# Your goal:
Report each line of the listing below that holds "positive".
※ ※ ※
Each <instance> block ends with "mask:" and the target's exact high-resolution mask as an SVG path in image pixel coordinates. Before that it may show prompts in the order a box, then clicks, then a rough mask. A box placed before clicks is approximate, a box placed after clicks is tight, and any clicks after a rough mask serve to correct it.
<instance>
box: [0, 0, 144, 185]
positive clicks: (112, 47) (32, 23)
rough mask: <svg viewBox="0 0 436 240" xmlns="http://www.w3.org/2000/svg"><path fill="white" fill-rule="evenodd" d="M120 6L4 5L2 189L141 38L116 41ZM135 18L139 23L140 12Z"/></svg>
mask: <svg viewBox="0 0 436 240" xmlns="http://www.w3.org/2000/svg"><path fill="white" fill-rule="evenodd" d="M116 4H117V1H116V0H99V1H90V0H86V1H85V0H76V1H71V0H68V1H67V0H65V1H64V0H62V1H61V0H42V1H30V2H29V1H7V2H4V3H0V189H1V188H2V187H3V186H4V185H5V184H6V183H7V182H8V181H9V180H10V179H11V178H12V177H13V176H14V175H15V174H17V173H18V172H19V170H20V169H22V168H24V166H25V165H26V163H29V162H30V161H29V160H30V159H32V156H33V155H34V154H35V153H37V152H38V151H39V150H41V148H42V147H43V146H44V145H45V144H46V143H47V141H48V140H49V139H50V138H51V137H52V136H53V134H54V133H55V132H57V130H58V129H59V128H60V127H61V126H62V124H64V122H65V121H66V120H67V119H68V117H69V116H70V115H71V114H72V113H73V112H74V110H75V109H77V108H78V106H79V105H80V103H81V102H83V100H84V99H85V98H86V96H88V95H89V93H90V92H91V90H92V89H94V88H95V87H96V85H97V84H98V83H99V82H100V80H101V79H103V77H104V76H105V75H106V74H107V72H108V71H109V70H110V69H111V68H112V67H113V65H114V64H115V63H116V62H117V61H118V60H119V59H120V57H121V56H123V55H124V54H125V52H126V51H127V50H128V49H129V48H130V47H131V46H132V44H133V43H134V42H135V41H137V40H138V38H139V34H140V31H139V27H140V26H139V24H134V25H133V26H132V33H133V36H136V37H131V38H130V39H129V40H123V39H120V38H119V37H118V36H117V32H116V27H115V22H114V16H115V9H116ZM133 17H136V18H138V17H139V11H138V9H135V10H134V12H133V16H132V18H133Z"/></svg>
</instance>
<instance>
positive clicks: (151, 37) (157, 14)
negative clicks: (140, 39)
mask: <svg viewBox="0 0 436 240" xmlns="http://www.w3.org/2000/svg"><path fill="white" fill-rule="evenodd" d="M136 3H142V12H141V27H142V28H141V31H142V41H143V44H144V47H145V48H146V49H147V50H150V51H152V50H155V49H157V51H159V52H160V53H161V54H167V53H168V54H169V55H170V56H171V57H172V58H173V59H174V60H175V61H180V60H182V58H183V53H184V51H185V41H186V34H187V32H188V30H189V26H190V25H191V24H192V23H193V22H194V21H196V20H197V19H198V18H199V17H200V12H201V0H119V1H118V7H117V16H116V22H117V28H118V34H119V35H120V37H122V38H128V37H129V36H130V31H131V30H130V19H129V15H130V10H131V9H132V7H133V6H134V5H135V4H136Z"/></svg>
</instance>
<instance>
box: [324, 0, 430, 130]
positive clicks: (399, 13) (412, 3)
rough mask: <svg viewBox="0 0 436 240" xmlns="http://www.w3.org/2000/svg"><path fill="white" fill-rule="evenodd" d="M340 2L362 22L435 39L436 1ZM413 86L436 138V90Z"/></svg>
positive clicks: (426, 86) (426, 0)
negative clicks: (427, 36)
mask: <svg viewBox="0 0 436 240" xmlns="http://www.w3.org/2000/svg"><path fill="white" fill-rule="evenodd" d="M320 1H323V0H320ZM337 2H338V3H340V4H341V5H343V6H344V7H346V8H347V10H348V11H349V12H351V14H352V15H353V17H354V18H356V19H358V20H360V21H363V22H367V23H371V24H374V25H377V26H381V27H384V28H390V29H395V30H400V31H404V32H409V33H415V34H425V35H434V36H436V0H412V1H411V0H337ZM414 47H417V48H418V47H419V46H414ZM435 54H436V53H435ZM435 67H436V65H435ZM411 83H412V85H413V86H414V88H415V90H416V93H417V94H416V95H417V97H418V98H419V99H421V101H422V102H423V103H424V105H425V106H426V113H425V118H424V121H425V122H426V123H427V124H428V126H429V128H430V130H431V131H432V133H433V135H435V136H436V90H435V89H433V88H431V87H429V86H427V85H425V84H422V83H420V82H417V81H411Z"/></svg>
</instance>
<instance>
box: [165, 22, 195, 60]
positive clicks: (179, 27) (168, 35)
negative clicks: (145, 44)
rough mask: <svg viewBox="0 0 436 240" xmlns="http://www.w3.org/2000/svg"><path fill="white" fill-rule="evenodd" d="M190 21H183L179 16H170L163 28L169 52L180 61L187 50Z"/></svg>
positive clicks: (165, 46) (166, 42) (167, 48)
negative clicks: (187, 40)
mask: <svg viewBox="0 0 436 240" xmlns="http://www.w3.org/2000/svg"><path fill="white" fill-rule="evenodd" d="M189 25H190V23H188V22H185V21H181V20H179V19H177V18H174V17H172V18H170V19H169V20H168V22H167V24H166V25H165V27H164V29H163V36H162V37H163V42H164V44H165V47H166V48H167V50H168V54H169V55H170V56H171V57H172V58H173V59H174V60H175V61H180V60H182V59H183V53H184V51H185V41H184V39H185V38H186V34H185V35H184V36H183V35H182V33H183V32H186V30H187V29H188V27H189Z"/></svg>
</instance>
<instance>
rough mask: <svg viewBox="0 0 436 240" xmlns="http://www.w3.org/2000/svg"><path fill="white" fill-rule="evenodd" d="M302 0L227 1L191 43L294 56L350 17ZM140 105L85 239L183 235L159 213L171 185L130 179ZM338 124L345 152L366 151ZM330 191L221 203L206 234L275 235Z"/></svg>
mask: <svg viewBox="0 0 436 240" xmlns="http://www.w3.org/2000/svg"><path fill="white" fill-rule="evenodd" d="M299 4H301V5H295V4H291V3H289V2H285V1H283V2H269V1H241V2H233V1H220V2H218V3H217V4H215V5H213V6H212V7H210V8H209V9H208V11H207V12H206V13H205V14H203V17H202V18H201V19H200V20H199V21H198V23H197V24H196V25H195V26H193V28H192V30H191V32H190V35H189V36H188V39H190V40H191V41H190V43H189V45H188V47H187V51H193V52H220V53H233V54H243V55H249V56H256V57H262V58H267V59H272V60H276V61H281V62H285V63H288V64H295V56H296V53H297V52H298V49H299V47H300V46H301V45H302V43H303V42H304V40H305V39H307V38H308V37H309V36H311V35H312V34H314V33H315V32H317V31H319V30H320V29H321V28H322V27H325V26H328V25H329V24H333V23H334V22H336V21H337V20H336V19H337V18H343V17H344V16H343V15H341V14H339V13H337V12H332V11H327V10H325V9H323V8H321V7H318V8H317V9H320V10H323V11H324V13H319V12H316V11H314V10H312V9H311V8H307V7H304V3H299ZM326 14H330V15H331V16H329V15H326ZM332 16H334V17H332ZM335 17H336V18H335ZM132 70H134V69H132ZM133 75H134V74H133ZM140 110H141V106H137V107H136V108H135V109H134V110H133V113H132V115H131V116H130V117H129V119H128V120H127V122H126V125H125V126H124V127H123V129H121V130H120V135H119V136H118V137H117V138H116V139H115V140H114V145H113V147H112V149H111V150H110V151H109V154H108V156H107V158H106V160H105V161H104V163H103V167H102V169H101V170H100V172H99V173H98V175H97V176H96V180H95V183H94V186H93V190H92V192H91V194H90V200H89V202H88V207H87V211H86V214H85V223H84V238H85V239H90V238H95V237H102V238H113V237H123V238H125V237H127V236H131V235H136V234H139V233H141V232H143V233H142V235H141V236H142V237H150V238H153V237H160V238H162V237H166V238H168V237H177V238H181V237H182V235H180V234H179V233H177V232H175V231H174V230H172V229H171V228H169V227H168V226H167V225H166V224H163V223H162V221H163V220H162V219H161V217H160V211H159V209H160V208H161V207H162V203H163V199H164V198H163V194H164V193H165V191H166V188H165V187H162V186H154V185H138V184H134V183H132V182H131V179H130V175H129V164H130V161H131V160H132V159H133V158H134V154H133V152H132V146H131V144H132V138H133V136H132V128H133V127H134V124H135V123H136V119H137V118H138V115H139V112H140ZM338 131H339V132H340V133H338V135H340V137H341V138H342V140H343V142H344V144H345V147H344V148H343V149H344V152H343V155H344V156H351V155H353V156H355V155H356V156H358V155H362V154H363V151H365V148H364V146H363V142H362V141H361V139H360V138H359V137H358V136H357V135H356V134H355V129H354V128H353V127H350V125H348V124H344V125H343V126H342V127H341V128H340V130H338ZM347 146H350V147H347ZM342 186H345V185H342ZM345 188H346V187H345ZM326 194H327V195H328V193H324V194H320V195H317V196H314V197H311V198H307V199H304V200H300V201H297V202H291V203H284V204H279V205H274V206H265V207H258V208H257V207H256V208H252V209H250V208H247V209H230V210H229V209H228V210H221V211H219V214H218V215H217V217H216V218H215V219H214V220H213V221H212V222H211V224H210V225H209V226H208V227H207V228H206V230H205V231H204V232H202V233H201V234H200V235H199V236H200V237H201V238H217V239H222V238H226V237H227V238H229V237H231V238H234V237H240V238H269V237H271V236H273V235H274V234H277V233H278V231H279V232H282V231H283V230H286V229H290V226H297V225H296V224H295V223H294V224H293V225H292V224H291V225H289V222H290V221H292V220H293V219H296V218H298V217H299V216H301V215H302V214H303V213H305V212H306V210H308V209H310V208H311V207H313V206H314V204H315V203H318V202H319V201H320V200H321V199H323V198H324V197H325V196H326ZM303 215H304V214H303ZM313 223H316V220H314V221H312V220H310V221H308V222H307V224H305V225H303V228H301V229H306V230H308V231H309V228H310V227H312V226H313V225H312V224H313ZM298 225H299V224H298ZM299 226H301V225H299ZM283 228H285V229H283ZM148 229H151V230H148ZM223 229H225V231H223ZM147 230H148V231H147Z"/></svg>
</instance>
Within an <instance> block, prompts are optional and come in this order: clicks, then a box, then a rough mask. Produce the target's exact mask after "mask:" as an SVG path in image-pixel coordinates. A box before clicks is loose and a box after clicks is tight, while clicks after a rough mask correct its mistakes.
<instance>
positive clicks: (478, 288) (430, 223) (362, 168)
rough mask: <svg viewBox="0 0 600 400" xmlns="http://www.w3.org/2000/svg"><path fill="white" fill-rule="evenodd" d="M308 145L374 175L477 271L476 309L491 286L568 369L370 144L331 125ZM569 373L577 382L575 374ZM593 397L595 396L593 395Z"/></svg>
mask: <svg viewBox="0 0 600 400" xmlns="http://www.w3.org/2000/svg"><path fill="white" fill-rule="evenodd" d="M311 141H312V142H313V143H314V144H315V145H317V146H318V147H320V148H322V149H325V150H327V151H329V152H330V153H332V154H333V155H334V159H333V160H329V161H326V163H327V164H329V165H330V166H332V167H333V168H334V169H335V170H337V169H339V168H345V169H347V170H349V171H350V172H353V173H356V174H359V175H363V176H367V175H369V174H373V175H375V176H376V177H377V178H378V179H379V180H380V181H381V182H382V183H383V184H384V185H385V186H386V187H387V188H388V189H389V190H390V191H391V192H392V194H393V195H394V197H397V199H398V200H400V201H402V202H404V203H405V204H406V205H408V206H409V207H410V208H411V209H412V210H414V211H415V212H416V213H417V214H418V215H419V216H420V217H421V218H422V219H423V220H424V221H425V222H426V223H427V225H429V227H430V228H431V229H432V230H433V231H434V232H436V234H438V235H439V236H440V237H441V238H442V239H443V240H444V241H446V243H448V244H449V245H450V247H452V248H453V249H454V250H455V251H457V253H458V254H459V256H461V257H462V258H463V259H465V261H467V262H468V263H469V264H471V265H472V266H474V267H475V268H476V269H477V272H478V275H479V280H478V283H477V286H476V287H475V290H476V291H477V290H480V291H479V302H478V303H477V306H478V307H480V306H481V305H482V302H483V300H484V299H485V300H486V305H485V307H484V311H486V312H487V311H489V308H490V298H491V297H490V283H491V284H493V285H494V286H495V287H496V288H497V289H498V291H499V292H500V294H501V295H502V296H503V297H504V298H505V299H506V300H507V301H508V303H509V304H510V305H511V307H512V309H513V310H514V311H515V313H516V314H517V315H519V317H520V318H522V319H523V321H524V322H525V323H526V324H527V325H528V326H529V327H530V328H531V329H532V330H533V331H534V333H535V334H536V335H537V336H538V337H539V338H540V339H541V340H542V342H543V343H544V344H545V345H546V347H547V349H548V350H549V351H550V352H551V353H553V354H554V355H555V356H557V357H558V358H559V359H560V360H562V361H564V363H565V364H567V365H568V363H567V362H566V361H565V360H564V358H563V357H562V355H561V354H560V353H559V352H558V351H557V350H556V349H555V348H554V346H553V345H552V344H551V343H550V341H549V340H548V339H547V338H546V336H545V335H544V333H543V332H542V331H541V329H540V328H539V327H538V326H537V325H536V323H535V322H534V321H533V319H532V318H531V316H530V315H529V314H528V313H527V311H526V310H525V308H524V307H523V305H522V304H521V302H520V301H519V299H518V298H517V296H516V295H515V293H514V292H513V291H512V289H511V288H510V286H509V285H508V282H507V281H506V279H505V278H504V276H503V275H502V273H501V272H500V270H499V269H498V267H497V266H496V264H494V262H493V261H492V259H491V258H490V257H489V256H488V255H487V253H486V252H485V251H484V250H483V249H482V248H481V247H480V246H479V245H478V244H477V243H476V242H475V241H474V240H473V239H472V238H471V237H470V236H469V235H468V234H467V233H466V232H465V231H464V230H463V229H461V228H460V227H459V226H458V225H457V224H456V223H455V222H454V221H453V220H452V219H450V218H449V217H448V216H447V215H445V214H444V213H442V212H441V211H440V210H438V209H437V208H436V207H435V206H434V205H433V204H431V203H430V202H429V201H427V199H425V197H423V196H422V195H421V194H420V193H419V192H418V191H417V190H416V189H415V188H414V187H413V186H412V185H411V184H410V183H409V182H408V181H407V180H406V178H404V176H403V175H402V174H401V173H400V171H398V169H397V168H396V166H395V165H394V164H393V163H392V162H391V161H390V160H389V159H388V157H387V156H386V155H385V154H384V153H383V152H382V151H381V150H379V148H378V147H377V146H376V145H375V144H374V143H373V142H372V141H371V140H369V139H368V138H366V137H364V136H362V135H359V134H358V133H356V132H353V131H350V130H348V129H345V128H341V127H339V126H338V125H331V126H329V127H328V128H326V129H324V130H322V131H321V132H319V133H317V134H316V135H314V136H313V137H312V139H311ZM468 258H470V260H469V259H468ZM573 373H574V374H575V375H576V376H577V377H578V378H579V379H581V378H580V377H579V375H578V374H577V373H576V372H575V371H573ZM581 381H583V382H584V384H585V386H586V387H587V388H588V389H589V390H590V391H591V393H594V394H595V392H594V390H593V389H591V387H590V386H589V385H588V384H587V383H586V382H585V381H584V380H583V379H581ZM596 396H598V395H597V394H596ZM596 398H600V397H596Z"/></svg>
※ ※ ※
# Exercise answer:
positive clicks: (112, 47) (32, 23)
positive clicks: (151, 37) (157, 14)
positive clicks: (399, 13) (412, 3)
positive clicks: (426, 86) (426, 0)
positive clicks: (179, 27) (168, 35)
positive clicks: (165, 46) (166, 42) (167, 48)
positive clicks: (478, 288) (430, 223) (362, 168)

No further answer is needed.